WORK INSTRUCTIONS ->
Write the next part of the article on guidelines for continuous moving lines, starting right after its final sentence.
START PAGE TEXT
Lean Manufacturing

Guidelines for Continuous Moving Lines

By Jon Miller Published on October 11th, 2007

This article is in response to a question posted by a reader about guidelines for continuous moving lines as part of a Lean manufacturing implementation. This is not a comprehensive list of all things to consider when designing and managing moving lines, but it is a good start.
1 – 100% efficiency is not the goal at Toyota. There’s a good explanation of this idea by Brad Schmidt in a previous article. The premise is that if you have a line that runs at 100% you are hiding your problems. It is better to expose and eliminate these problems and work 5% overtime to catch up.
2 – Product and production line stability. Part of the design of any line should be determining the frequency and severity of failures and line stops using either past data from comparable lines, or by conducting FMEAs and Process FMEAs, verifying with trials before run at rate. This provides two benefits. First, you can eliminate, prevent or mistake proof potential failures. Second, you can determine the appropriate level of support needed on the line to rapidly address these problems and keep the lost time under control.
3 – Appropriate span of control for supervisors, line leaders, and team leaders. Industrial Engineers can tell you that theoretically, the line will run at 80%, 90% or whatever the standard is based on allowances. The truly Lean approach is to design the line and the support needed to keep this line running at 95% or better. This includes the appropriate number of workers per team leader and supervisor. If the frequency and severity of problems cannot be determined as in 2 above, start with 5 workers per team leader and expand their span as the process stabilizes. If the span is smaller than 5, revisit the stability issue and reconsider your process design.
4 – Fixed position stop vs. continuous moving line. Question the type of moving line you need. Some pacing mechanism is needed, but whether the line should move continuously, work in a stopped position and move for conveyance only, or whether it should move and stop is worth testing, depending on line speed, size and complexity of product, and the material logistics to the line. A fixed-position stop system at Toyota helps resolve problems on continuously moving production lines by allowing a duration and length of line between stations to address problems. If problems are not resolved before a fixed point, the production line stops.
5 – Straight line vs. u-shaped line. The main benefit of a curved or u-shaped line is to allow workers on the line to flexibly work at both beginning and end of line stations. For lines with fewer than 8 people, this also allows the team leader or supervisor to have a view of the total line and step in easily in any position. Material logistics often straightens out the line.
6 – Material quality and availability. Don’t plan on a smoothly moving line if your materials don’t move smoothly. Make sure that your logistics systems supports delivery quality materials on-time to the point of use. Often this is a smaller investment with a larger impact, overlooked until the new production line is up and running. Even the perfect moving line will stop without parts.
END PAGE TEXT
START LISTED ENTRIES
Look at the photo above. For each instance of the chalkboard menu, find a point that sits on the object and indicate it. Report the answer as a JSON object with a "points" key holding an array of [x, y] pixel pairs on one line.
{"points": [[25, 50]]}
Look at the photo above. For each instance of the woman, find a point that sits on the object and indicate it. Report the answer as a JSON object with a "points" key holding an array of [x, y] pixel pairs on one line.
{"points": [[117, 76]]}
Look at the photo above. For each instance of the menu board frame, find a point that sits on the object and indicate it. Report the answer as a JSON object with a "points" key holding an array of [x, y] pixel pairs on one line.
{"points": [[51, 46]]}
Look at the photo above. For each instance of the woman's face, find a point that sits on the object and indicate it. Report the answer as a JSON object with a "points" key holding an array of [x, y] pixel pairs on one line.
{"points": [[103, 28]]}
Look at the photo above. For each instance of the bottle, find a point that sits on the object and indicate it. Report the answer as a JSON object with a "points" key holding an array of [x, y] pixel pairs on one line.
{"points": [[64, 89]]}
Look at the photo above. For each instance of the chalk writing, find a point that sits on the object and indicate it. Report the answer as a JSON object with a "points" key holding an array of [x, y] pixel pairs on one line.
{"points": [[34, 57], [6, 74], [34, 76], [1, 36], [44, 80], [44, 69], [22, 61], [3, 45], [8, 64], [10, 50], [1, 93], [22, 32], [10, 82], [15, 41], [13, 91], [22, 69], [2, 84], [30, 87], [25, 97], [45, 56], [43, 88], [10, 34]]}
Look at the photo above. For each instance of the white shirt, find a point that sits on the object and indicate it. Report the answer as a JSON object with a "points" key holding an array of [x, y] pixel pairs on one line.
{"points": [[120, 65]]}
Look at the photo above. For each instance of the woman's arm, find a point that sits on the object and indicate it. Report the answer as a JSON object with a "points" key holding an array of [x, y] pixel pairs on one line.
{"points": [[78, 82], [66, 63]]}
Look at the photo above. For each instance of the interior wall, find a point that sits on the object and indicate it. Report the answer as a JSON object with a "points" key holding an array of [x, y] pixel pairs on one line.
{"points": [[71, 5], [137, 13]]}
END LISTED ENTRIES
ANSWER TO THIS EXERCISE ->
7 – Building on-line vs. using feeder lines. While it may seem easiest to line up all of the parts and build from star to finish on a moving line, in reality there can be variation in cycle times due to product variation or simply because some operations are not as stable as others. It is a good idea in these cases to create sub-assembly feeder lines adjacent to the moving line, synchronized with the main line or using one-piece buffers. If the process is simple and has little variation, building it on the same line may work just as well.
8 – Appropriate use of automation. One of the biggest heartbreaks in the Lean business is to arrive at a new client site just weeks or months after they have proudly (and unnecessarily) expanded their plant or installed a disastrous (in Lean terms) bit of automation. We got there too late! Not only does this reduce the available cash for proper Lean training and investment in people and methods design, misguided accounting principles demand that these bits of inappropriate automation continue to be utilized. And of course there is the loss of face when clients do come around and begin to dismantle these systems, not to mention the removal and disposal cost. Start simple. Design and build the line as if you had no money. Use what you have. Build bare bones equipment. Take a zero off of the budget and see what happens.
All you smart people out there feel free to add on to this list.

  1. Kevin Young

    October 11, 2007 - 7:32 pm

    I think that we have finally decided on the line speed for our work stations. Our takt time is 120 seconds but our line will move through each station at 118 seconds. I still think this is a little high but I don’t have any say in the matter. The next problem we have is how many seconds worth of work each operator should have. We are trying to balance all the jobs to 116 seconds but that doesn’t really give anyone enough time to try and fix a problem before it gets out of their work zone. The andon system will make the line stop but shouldn’t there a little more time to try and fix a problem before this happens.

  2. Jon Miller

    October 12, 2007 - 3:19 am

    Try to target 95% of takt for cycle time at each station. That gets you to 114 seconds at 120 seconds takt, or 112 at 118 seconds takt.
    I think you will find that much higher than that and you will lose more than you will gain.
    Most likely this will require some kaizen to take out the waste and balance each operation closer to 95%.
    Try it out and let us know what you learn.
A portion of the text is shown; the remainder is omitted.